**TASK DESCRIPTION**: Display each line of the data below that contains the string "sneaker", copying the lines unchanged.

**MATERIAL TO PROCESS**:
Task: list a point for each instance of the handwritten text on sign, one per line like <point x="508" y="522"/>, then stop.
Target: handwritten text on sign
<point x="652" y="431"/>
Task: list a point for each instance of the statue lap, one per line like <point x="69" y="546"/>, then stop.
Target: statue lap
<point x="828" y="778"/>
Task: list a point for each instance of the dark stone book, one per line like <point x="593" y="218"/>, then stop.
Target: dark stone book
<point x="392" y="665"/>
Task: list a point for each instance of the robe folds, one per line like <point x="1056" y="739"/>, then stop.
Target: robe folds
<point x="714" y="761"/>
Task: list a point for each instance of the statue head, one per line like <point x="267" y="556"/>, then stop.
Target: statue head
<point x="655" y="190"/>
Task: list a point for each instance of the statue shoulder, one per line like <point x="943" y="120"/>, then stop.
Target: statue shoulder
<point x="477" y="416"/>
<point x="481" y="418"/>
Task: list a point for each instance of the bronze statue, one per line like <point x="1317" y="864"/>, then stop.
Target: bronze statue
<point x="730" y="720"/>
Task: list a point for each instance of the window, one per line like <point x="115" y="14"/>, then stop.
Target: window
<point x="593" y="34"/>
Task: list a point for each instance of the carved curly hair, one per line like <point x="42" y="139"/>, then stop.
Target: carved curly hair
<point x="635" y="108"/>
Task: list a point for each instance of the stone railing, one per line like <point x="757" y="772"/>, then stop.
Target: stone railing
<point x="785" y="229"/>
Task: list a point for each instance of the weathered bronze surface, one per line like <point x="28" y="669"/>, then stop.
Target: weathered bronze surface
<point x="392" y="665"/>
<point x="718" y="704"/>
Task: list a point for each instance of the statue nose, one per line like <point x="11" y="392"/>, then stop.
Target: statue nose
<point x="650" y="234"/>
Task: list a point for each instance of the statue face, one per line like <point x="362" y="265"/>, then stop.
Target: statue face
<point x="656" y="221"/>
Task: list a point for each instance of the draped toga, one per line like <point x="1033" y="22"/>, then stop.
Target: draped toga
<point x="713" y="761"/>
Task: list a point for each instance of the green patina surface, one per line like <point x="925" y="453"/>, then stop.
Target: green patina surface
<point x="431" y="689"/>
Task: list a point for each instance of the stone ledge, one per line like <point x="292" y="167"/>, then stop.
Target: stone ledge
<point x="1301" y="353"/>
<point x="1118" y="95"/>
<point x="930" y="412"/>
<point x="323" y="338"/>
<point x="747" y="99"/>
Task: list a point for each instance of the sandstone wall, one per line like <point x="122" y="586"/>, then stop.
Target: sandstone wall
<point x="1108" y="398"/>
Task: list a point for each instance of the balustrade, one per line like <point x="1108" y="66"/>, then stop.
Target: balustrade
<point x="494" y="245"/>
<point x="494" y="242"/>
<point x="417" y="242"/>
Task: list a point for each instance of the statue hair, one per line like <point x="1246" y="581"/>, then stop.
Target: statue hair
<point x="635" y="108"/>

---

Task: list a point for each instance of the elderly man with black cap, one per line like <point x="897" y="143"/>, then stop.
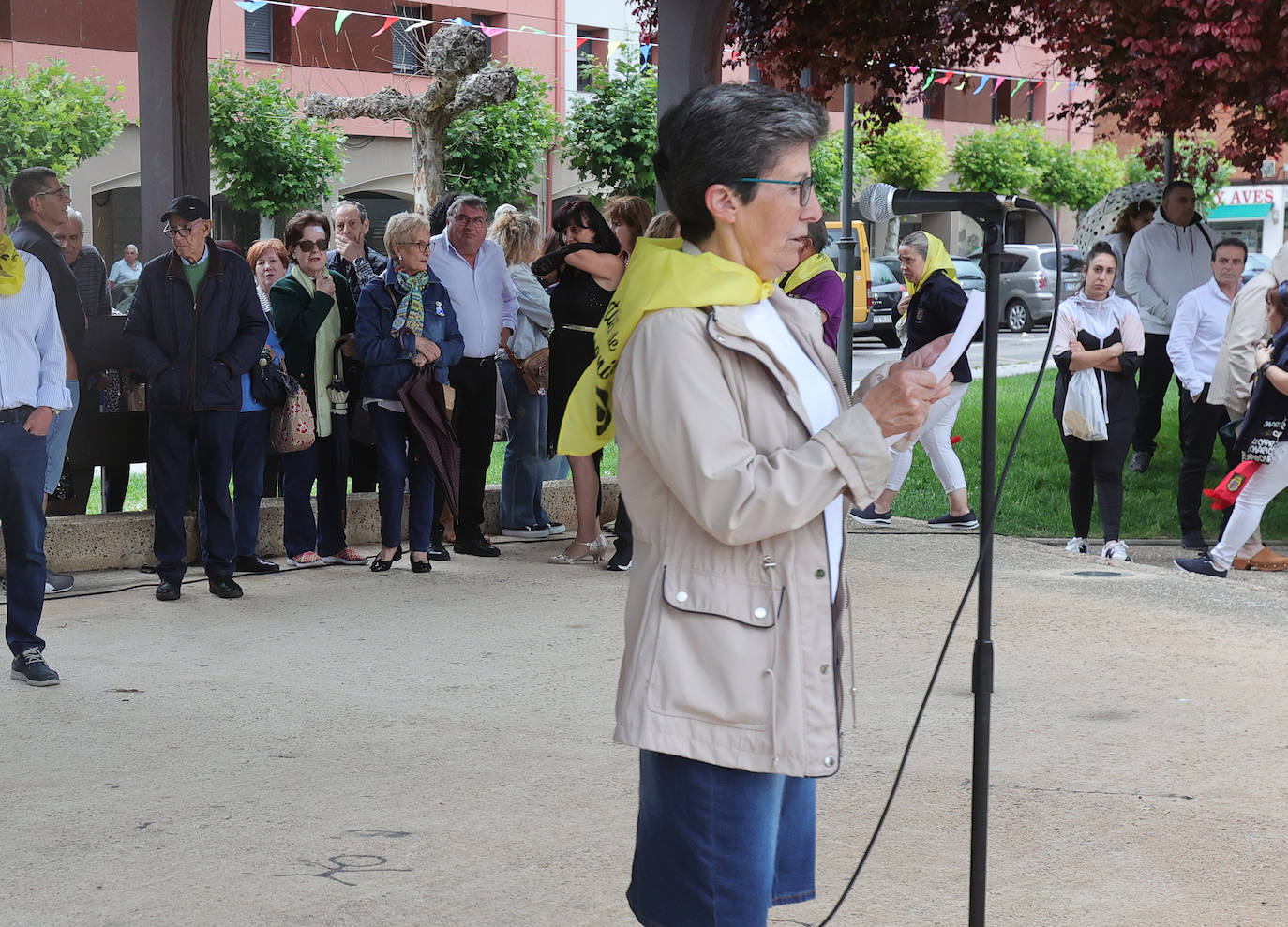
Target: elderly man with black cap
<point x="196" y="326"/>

---

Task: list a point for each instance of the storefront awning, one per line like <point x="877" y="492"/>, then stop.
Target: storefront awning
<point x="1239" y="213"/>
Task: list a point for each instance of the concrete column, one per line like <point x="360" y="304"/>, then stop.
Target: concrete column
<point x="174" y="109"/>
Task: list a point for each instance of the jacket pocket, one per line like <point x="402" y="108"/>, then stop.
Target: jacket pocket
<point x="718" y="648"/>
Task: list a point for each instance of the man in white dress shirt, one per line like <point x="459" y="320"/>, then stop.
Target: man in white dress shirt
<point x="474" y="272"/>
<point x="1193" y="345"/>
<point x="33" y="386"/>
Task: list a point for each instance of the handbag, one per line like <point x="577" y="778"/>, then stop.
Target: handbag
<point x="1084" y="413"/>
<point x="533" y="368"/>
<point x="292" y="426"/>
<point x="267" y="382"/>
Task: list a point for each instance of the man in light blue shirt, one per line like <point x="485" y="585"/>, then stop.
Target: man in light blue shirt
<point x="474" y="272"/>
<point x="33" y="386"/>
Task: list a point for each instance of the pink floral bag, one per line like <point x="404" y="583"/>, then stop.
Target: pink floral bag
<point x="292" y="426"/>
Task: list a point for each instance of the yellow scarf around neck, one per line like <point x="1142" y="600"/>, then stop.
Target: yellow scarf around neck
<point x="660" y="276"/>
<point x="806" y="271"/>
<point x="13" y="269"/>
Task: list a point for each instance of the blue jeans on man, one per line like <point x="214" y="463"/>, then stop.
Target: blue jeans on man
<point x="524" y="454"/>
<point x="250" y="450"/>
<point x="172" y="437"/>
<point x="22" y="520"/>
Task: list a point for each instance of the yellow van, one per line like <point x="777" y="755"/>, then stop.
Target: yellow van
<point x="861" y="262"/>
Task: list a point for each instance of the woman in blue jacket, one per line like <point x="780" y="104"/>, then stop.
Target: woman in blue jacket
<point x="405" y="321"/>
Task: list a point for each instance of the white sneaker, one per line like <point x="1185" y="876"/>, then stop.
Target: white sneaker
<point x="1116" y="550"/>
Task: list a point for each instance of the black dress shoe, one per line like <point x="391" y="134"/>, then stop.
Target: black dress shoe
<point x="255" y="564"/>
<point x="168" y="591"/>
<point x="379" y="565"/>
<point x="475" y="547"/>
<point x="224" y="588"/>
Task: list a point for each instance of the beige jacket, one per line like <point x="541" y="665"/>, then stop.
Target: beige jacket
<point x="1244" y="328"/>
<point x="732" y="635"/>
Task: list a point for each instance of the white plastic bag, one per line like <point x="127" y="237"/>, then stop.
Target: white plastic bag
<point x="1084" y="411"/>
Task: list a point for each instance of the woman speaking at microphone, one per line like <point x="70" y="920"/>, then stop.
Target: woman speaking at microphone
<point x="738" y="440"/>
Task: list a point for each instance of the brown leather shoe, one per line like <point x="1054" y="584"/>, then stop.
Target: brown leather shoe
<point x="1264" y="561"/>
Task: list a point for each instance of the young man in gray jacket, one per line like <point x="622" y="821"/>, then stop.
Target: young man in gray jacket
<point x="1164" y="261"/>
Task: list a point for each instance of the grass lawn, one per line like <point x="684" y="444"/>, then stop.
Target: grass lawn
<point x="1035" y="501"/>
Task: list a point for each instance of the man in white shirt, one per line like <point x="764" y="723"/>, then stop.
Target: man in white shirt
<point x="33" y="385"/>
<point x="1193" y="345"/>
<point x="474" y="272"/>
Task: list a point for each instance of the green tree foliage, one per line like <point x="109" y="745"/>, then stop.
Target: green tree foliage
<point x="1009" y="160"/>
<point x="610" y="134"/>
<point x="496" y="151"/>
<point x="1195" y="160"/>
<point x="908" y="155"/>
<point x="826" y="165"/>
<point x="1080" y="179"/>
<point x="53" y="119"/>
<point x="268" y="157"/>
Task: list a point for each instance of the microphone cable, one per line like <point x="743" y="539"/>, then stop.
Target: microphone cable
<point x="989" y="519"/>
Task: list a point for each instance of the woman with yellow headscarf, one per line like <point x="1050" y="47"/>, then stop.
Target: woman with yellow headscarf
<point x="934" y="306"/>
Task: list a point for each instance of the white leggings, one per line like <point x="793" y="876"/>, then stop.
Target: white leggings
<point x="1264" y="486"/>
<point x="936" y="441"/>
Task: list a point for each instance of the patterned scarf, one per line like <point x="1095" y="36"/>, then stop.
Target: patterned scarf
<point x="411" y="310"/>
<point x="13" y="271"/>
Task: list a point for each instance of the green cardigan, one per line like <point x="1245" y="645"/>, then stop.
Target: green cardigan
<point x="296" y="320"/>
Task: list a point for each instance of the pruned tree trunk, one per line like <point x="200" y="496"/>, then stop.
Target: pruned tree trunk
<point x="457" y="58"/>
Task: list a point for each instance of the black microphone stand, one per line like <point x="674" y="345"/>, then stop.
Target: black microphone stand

**IN RESPONSE**:
Task: list a point for each instance of the white sneaker, one per line like <point x="1185" y="876"/>, then stop.
Target: white sneaker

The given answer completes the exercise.